Restate word for word the lines that begin the listing and end with the line holding "scope: outline every".

___ Data excerpts

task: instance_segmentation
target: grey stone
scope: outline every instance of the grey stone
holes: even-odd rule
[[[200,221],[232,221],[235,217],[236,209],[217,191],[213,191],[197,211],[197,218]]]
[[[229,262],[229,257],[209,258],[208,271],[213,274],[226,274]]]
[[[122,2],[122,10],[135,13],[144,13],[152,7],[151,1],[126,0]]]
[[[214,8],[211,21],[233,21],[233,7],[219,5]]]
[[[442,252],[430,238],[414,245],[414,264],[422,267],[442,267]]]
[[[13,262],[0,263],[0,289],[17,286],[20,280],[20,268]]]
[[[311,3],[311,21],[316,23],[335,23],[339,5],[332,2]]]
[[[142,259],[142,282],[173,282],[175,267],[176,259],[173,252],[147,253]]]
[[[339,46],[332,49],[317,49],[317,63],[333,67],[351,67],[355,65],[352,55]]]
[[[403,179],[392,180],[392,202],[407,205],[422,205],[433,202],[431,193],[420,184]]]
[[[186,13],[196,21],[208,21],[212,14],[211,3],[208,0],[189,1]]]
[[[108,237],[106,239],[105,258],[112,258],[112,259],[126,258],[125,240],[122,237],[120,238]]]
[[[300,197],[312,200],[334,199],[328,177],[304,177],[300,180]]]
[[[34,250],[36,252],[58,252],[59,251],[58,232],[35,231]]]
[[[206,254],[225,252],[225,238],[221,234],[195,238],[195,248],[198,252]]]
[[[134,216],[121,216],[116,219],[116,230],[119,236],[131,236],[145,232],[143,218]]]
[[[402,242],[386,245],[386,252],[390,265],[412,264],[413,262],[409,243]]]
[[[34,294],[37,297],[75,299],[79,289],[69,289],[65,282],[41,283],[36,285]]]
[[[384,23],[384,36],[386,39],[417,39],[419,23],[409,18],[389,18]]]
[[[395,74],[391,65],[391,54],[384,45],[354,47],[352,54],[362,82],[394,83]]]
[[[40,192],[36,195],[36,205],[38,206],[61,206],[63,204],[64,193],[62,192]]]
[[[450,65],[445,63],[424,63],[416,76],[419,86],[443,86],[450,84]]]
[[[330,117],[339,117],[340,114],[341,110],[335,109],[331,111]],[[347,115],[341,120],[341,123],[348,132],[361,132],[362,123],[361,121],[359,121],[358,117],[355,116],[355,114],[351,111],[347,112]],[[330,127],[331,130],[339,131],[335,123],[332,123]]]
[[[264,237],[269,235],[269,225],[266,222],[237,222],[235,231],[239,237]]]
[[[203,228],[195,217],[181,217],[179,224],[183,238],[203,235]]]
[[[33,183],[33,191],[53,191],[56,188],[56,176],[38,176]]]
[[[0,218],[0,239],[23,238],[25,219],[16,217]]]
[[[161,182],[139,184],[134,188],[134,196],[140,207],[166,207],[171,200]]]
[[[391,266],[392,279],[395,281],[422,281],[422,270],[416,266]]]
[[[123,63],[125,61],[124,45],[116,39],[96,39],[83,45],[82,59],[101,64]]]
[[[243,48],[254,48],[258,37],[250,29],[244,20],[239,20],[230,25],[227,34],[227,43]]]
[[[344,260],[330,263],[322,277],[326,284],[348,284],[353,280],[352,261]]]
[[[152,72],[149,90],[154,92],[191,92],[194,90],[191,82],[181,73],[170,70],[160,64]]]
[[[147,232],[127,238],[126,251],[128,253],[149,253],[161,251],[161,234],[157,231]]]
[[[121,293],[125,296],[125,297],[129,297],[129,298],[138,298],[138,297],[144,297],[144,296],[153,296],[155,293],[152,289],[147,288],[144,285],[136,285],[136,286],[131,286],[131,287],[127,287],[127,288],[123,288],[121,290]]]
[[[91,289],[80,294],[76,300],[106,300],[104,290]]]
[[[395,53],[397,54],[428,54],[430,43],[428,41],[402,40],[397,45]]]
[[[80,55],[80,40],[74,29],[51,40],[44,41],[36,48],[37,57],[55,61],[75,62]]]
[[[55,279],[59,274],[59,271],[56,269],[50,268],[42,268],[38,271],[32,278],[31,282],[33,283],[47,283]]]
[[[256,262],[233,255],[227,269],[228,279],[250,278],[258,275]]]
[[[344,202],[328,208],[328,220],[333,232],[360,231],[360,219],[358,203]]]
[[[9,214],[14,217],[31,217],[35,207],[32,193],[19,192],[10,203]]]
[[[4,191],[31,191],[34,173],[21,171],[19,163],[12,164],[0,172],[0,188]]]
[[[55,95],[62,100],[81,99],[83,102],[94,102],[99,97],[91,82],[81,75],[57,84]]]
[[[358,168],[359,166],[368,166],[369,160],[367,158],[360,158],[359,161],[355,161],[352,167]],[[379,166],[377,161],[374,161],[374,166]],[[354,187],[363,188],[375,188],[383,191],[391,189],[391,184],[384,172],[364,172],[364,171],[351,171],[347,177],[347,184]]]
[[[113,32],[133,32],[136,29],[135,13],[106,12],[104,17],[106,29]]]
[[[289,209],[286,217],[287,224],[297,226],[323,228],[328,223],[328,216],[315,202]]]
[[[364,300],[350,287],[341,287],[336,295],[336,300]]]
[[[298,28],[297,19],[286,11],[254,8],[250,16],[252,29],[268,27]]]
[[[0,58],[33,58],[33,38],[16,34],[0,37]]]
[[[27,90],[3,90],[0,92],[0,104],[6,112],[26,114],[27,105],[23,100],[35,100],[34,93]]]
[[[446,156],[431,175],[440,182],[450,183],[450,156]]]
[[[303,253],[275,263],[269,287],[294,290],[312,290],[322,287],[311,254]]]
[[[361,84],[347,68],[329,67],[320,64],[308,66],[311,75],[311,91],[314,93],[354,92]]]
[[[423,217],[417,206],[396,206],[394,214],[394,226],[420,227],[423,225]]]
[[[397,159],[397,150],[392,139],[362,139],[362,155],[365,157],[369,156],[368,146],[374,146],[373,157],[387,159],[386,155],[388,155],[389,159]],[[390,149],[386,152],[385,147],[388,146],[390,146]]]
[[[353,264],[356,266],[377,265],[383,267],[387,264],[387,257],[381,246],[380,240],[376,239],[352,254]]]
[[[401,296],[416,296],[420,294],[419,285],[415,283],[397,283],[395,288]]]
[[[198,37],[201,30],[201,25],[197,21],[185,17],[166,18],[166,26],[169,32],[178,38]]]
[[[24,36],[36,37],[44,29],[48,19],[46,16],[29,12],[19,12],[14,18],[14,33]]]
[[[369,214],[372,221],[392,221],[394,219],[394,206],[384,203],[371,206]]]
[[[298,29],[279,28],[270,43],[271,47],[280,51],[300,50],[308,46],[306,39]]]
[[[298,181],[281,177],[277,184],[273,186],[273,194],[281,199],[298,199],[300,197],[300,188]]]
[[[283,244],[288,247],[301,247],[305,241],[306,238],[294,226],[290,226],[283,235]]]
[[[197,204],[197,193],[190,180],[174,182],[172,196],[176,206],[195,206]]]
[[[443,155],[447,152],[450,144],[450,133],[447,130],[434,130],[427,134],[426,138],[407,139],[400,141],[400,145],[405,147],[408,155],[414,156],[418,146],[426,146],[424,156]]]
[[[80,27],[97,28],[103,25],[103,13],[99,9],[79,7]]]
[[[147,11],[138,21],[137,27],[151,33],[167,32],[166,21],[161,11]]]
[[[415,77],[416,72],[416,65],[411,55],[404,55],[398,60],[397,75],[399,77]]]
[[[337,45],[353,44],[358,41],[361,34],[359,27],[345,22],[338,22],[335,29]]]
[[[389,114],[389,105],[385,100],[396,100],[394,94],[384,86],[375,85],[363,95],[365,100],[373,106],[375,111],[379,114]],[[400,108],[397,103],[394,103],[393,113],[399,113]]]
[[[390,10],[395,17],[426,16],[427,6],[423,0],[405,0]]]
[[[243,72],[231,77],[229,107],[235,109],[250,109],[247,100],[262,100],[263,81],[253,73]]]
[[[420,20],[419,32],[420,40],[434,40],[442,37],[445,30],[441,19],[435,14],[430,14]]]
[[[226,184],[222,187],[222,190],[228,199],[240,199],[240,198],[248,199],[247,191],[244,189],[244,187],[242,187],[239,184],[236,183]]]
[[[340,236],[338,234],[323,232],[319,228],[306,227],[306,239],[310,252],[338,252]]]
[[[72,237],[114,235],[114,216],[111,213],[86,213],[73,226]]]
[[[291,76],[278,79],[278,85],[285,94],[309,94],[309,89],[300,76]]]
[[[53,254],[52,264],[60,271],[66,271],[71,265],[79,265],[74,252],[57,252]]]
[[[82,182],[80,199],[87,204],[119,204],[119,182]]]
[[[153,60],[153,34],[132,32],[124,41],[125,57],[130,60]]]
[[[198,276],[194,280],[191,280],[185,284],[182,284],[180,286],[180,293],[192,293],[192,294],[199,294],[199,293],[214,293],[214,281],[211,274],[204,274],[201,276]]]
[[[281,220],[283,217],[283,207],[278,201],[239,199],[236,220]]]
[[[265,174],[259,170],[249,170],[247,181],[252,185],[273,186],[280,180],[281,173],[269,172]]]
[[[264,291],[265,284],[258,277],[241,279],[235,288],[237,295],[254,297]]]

______

» **Written reply**:
task: instance_segmentation
target: grey stone
scope: outline every instance of the grey stone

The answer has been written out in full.